_SET TASK_
Copy the passage of the XFGLenses page below, from "by Francisco Frutos" up to and including "of this paper.", keeping every character unchanged.

_TEXT EXCERPT_
'''

XFGLENSES

 

 

 

 

 

 

 

 

 

 

 

 

 

 

 

 

 

 

XFGLENSES A Computer Program to visualize Gravitational Lenses 

by Francisco Frutos Alfaro

The program xfglenses (Linux Version) needs the XForms, the Mesa Libraries (OpenGL) and the Image Library.
An old SGI version is also available: gllenses
Now, the source code is available xfglenses.zip

Paper
American Journal of Physics (February 2001 -- Volume 69, Issue 2, pp. 218-222)
ArXiv version of this paper.

JLenses
The Java version of XFGLenses, JLenses is now available. This new version was written by Hugo Solís Sánchez at the University of Costa Rica. A paper about it will appear soon. The source code is also available on request.

Keeton's Interface
An interface for Keeton's programs gravlens and lensmodel is almost ready. You also need XForms to run it.

XFGLenses: The Control Panel
The Control Panel interface has the following items:
Model Menu (22 models, see below)
Source Menu (Filled Circle, Coloured Rings and Image File)
Source Positioner
Three counters, two for source positioning (X, Y) and one for adjusting the pixel resolution (N)
Buttons (Model Parameters, Image Window, Image File, OBIP, Track, Source, Images, Smooth, Grid, Ray Plot, CC / Caustic (not yet), Roots, Fitting (final phase), R_E, Contour, Help, Save, Inversion, Light Curve (not yet), Time Delay, Exit)
Sliders (if a model is chosen, then the corresponding sliders appears)

The user can click the Image Window button to see the visualization.

Model Menu
When this menu is clicked with the mouse, one gets a list of models. If one chooses one model, then the required sliders appear on the control panel. The model menu has the following models:
Chang Refsdal,
Double Plane Lens,
Transparent Sphere,
Singular Isothermal Sphere (SIS),
Nonsingular Isothermal Sphere (NIS),
Elliptical Model (SEF Book),
King Model,
Truncated King Model,
Hubble Model,
De Vaucouleur Model,
Spiral Model,
Multipole Lens,
Rotation Lens (Ibañez),
Uniform Ring (SEF Book),
Second Order Schwarzschild,
Elliptic SIS,
Elliptic NIS,
Elliptic King,
Elliptic Hubble,
Elliptic Plummer (not yet),
Kassiola-Kovner and,
Barkana

Source Menu
There are three sources:

Filled Circle
Coloured Rings
Image File

You can load any image using the File button.

'''

_SUPPLIED ENTRIES_
'''

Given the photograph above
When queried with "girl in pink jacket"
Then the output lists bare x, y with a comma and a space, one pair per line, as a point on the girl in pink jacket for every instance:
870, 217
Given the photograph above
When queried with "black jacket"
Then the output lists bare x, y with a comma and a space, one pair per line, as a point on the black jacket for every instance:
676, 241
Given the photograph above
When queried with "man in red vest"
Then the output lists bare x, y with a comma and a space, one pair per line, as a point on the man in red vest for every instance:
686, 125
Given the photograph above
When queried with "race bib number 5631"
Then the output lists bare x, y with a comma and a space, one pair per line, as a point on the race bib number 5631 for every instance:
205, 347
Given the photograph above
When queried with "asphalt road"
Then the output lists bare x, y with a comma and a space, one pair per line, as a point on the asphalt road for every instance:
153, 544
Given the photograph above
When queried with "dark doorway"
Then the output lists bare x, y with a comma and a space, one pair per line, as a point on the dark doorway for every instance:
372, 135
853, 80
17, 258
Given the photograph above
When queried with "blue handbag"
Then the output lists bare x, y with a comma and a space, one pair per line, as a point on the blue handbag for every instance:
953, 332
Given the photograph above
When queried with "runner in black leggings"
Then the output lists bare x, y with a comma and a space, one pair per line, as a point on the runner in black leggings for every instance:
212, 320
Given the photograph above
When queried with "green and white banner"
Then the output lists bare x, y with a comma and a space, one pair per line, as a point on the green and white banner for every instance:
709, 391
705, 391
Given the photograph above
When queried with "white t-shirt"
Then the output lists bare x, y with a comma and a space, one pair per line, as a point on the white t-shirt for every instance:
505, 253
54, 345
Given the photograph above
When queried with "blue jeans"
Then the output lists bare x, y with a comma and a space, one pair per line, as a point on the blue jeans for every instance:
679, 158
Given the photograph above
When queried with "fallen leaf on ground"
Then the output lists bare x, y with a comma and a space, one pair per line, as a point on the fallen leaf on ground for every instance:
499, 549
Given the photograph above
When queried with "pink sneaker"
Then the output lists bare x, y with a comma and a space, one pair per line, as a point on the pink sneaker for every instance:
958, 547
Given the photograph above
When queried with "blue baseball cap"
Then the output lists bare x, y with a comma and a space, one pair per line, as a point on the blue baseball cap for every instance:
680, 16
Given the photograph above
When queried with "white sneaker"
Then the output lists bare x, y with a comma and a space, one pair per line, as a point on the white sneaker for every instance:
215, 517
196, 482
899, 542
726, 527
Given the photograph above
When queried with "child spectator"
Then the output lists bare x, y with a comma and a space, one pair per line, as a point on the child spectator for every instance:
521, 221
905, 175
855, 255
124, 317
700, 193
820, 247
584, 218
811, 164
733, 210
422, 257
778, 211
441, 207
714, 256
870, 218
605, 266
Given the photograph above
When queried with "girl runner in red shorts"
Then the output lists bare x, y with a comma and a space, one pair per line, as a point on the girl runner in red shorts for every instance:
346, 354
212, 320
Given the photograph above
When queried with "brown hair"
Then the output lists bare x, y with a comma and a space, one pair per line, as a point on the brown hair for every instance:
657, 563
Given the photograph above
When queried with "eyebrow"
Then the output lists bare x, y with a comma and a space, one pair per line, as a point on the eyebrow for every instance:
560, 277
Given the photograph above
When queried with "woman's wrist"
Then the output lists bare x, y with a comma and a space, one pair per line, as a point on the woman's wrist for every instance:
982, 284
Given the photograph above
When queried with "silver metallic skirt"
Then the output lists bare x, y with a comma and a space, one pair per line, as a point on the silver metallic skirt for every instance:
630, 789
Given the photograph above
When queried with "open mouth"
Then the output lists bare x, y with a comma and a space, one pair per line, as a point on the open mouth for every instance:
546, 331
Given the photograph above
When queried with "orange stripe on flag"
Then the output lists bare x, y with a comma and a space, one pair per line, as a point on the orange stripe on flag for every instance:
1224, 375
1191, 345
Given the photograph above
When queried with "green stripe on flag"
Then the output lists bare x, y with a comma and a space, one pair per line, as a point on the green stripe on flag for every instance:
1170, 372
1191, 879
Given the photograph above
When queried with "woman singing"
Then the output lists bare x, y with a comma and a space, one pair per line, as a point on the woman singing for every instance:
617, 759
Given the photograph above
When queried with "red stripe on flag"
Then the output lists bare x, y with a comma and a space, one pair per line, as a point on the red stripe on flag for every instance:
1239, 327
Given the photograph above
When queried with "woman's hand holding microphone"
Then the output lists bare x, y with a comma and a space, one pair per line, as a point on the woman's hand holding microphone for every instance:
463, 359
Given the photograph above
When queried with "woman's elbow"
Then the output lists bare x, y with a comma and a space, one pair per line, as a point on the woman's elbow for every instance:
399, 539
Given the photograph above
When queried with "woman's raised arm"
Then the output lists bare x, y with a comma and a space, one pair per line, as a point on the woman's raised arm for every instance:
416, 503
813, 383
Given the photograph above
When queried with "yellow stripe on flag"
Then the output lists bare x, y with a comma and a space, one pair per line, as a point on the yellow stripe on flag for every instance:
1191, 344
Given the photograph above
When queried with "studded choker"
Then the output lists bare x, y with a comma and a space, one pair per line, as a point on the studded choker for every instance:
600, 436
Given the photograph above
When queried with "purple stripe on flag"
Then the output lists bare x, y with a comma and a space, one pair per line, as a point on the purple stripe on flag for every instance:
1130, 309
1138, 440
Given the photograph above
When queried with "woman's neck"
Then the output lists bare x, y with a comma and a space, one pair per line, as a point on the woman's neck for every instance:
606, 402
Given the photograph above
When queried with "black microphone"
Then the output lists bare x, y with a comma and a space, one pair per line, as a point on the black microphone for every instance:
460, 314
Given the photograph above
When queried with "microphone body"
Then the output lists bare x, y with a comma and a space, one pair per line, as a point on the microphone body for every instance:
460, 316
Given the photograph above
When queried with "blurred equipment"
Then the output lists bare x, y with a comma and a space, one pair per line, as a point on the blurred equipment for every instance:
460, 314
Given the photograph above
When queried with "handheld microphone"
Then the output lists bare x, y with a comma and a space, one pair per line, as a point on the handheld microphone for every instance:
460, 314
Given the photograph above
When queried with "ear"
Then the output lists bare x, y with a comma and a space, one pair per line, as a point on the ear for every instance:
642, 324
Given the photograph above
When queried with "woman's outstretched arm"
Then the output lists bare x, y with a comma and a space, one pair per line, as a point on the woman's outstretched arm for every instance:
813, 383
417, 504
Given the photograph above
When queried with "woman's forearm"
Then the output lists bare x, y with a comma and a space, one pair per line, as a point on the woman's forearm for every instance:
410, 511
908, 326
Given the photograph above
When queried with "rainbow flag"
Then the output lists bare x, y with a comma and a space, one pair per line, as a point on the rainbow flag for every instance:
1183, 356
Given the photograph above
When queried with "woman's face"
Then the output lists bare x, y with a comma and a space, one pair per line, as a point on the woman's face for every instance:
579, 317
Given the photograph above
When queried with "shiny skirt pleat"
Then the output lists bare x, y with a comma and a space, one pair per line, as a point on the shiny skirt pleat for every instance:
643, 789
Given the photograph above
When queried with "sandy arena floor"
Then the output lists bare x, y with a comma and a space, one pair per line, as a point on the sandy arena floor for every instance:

'''

_OUTPUT FOR THIS TASK_
by Francisco Frutos Alfaro

The program xfglenses (Linux Version) needs the XForms, the Mesa Libraries (OpenGL) and the Image Library.
An old SGI version is also available: gllenses
Now, the source code is available xfglenses.zip

Paper
American Journal of Physics (February 2001 -- Volume 69, Issue 2, pp. 218-222)
ArXiv version of this paper.